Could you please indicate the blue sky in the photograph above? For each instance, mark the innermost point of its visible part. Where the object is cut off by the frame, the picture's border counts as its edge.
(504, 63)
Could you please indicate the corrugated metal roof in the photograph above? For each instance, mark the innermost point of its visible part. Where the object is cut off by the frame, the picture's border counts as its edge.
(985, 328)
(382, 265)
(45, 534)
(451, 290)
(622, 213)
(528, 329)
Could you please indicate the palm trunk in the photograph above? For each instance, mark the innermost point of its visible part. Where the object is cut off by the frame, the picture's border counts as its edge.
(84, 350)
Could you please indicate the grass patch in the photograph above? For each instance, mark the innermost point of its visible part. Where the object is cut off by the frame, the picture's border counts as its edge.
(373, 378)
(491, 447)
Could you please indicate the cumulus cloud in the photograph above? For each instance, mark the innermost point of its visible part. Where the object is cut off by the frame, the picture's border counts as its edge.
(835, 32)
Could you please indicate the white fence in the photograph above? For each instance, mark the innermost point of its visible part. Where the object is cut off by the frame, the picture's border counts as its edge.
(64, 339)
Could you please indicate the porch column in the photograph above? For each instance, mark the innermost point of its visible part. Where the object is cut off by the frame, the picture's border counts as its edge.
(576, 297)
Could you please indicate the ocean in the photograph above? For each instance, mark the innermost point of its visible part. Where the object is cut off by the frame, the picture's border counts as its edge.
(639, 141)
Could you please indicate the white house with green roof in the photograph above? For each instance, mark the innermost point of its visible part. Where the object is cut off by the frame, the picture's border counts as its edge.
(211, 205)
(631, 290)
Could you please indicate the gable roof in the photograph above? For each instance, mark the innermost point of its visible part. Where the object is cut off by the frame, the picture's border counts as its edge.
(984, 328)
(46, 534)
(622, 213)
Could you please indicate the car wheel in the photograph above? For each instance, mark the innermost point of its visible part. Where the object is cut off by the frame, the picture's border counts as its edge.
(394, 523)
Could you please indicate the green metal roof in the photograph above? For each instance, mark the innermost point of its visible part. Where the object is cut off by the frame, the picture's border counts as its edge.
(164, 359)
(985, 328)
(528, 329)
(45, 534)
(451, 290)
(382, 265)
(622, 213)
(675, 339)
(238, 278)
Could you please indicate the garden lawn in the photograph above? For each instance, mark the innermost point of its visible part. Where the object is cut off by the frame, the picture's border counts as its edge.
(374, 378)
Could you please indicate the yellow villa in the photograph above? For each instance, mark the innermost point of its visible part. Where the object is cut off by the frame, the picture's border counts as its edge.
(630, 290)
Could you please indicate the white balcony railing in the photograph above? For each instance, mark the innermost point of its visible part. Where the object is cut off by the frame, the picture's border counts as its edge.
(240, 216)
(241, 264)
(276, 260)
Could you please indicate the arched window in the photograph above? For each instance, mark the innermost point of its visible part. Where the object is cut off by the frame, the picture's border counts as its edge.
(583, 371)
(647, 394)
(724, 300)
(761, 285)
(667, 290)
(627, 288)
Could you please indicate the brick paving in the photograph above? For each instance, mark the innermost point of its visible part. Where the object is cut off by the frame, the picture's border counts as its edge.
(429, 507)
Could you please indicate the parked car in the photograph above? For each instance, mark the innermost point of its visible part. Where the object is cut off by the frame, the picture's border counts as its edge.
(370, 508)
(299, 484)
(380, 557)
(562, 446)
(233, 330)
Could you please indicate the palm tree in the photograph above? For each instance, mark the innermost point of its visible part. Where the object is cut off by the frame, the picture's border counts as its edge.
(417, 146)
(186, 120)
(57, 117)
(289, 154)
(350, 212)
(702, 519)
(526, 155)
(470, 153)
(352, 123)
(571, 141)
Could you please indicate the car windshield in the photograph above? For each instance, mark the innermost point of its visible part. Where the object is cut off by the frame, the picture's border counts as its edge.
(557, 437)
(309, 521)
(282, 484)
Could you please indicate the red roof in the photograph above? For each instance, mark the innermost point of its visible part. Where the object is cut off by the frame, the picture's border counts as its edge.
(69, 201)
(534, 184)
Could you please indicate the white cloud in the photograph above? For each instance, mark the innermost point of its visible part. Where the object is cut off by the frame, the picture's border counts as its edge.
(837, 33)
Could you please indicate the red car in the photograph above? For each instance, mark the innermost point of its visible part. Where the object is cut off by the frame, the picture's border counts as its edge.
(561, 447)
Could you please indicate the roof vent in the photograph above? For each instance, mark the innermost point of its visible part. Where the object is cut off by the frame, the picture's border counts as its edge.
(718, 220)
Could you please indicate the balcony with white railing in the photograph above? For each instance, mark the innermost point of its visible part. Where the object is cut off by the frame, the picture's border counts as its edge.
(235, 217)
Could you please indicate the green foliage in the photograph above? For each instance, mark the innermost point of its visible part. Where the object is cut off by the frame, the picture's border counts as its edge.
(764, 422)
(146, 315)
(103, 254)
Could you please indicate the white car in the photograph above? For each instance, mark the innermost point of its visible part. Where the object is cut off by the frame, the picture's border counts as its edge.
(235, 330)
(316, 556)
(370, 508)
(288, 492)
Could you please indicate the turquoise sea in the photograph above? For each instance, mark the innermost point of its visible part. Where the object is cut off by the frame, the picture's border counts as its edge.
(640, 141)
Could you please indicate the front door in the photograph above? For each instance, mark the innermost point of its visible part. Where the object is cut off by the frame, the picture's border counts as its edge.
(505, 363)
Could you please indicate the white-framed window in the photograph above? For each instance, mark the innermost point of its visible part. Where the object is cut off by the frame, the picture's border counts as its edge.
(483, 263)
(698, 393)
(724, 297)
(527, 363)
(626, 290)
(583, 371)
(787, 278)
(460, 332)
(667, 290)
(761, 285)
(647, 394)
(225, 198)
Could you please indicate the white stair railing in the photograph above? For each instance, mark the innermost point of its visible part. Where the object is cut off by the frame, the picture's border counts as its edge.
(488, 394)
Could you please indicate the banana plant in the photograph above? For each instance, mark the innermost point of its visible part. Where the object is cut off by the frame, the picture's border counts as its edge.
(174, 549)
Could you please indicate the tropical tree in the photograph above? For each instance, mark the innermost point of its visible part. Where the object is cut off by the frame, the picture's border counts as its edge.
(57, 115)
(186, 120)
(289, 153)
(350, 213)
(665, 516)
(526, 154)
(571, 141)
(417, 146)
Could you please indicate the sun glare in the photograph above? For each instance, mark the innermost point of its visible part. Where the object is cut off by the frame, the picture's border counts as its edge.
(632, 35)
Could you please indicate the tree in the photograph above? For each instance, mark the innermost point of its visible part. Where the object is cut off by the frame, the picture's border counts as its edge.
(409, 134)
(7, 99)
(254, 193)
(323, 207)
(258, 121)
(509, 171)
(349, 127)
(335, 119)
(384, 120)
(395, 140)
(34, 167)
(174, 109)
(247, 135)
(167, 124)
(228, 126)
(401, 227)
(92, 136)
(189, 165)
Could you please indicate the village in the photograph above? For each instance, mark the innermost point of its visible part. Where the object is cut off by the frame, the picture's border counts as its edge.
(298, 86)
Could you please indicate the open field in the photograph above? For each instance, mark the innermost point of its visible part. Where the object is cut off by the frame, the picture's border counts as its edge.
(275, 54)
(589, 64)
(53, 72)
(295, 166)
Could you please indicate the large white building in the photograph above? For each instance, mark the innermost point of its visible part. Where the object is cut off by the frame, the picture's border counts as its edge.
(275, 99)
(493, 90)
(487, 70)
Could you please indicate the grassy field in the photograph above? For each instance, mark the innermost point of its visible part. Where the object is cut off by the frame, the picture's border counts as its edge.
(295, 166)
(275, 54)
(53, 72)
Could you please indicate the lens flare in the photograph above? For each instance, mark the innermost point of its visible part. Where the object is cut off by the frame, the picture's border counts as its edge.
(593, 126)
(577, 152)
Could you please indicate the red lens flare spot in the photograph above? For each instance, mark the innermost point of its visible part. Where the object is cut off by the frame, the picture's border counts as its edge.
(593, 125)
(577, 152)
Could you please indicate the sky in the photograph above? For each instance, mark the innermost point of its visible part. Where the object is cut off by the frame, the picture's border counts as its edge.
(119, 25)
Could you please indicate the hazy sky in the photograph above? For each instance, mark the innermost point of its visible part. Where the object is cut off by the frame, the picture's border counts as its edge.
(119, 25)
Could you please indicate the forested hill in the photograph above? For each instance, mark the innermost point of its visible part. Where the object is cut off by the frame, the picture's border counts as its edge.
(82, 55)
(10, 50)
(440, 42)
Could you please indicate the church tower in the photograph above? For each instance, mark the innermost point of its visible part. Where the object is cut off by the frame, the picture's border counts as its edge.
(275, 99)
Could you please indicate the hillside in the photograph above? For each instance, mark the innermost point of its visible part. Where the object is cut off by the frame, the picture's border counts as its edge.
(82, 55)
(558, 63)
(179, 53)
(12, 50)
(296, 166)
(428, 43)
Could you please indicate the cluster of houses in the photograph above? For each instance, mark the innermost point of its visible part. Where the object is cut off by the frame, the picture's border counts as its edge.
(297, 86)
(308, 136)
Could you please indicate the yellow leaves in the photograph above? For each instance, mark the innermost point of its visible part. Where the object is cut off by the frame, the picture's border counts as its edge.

### TO DO:
Take every line from the one containing "Could you please indicate the hazy" to the end of the listing and output it exactly, with nothing else.

### REPLY TO THE EXERCISE:
Could you please indicate the hazy sky in the photograph above? For each instance, mark the innermost point of its visible part. Where the object is cut off by the frame, the picture's border counts as its edge.
(119, 25)
Could you please indicate the forested hill in the photograph above? For each instance, mark the innermost point of its visible part. Where the object is cut off by the frame, the picture's border counts as its edge.
(82, 55)
(10, 50)
(440, 42)
Could you please indicate the church tower in the photograph above? For each instance, mark the innermost point of its visible part. Where the object is cut off by the frame, the picture's border counts as its edge.
(275, 99)
Could you please indicate the hillside in the photograph above? For each instance, mark the innermost point of its visible part. Where the object is cut off by the frame, the picture's border counts as its edge.
(82, 55)
(558, 63)
(179, 53)
(12, 50)
(296, 166)
(428, 43)
Could you please indicate the cluster of houses in the photograph above? For each instance, mark the innermost point of its visible part. Where the object is cut off by the frame, the picture's border counts as its edge.
(297, 86)
(308, 136)
Could you please indicate the yellow leaves in the photograph above? For each instance, mark the innermost point of its visible part. Where the object is cut off by the frame, the picture's border counts as its edge.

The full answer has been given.